> _Instructions for the task_: Restate every entry word for word.

> _Input rows_:
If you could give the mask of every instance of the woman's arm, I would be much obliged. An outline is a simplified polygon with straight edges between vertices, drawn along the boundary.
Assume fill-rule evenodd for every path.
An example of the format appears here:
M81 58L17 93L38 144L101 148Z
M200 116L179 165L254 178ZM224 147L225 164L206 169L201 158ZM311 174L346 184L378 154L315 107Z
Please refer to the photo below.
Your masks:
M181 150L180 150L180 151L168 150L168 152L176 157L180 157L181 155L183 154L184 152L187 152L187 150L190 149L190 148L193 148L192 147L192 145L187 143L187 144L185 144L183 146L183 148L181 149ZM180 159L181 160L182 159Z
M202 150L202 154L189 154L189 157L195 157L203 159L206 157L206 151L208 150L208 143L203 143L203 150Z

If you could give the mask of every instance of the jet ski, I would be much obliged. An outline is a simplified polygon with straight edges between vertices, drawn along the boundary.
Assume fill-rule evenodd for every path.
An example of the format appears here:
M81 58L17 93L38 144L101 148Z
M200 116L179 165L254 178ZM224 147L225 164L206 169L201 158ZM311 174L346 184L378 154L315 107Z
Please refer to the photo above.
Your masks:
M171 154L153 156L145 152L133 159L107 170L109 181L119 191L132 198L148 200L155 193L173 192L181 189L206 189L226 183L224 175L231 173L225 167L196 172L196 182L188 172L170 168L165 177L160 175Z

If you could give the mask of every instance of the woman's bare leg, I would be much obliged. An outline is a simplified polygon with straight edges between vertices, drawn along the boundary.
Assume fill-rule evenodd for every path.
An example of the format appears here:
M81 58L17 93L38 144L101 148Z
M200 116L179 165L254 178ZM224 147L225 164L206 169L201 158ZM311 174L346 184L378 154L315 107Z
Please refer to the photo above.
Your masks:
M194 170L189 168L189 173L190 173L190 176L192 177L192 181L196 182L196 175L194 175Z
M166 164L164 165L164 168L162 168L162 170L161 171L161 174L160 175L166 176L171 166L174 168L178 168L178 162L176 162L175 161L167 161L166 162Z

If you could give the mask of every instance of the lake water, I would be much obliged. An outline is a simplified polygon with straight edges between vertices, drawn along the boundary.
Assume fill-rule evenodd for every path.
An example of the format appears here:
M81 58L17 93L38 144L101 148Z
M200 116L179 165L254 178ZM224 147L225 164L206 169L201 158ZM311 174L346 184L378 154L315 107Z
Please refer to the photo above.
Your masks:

> _Exercise response_:
If you could give the mask of every instance of the woman's arm, I would be much obliged. An outline is a simplified polygon with straight edges between vertices, drawn along the boundary.
Assume fill-rule evenodd for every path.
An example of the format appears here:
M81 58L17 93L38 144L101 148Z
M200 116L179 165L254 178ZM224 147L225 164L206 169L201 158ZM311 174L346 184L378 154L315 107Z
Please refer to the photo below.
Your masks:
M181 150L180 150L180 151L168 150L168 152L176 157L180 157L181 155L183 154L184 152L187 152L187 150L190 149L190 148L193 148L192 147L192 145L187 143L187 144L185 144L183 146L183 148L181 149ZM180 159L181 160L182 159Z
M202 150L202 154L189 154L189 157L195 157L203 159L206 157L206 151L208 150L208 143L203 143L203 150Z

If you could give the mask of every instance of the jet ski, I would be much obliged. An outline is a simplified polygon with straight edges between vertices, drawn along the boundary.
Assume fill-rule evenodd for every path.
An example of the format appears here:
M81 58L17 93L38 144L101 148Z
M200 116L179 165L254 178ZM224 147L225 164L206 169L201 158ZM311 174L346 184L378 154L315 107Z
Please refer to the photo above.
Your masks:
M171 154L153 156L145 152L133 159L107 170L109 181L119 191L132 198L148 200L155 193L173 192L181 189L206 189L226 183L224 175L231 173L225 167L196 172L196 182L188 172L170 168L165 177L160 175Z

If you could give the mask of every instance of the woman's bare leg, I would be much obliged. An outline is a simplified polygon with straight edges between vertices, drawn along the boundary.
Assume fill-rule evenodd for every path.
An example of the format appears here:
M81 58L17 93L38 144L101 148Z
M200 116L179 165L254 178ZM224 147L225 164L206 169L201 158ZM311 174L346 184L378 154L315 107Z
Please refer to the photo above.
Your masks:
M194 170L189 168L189 173L190 173L190 176L192 177L192 181L196 182L196 175L194 175Z
M166 164L164 165L164 168L162 168L162 170L161 171L161 174L160 175L166 176L171 166L174 168L178 168L178 162L176 162L175 161L167 161L166 162Z

If you could give the mask of every instance of the lake water, I would be much obliged. An outline is a simplified polygon with straight edges between vertices, drawn along the boundary.
Assume fill-rule evenodd for every path.
An example of the format appears here:
M81 58L17 93L38 144L101 148Z
M200 116L179 165L254 178ZM224 147L225 164L206 169L201 158ZM311 174L346 184L378 154L315 107Z
Please refer to the photo above.
Your masks:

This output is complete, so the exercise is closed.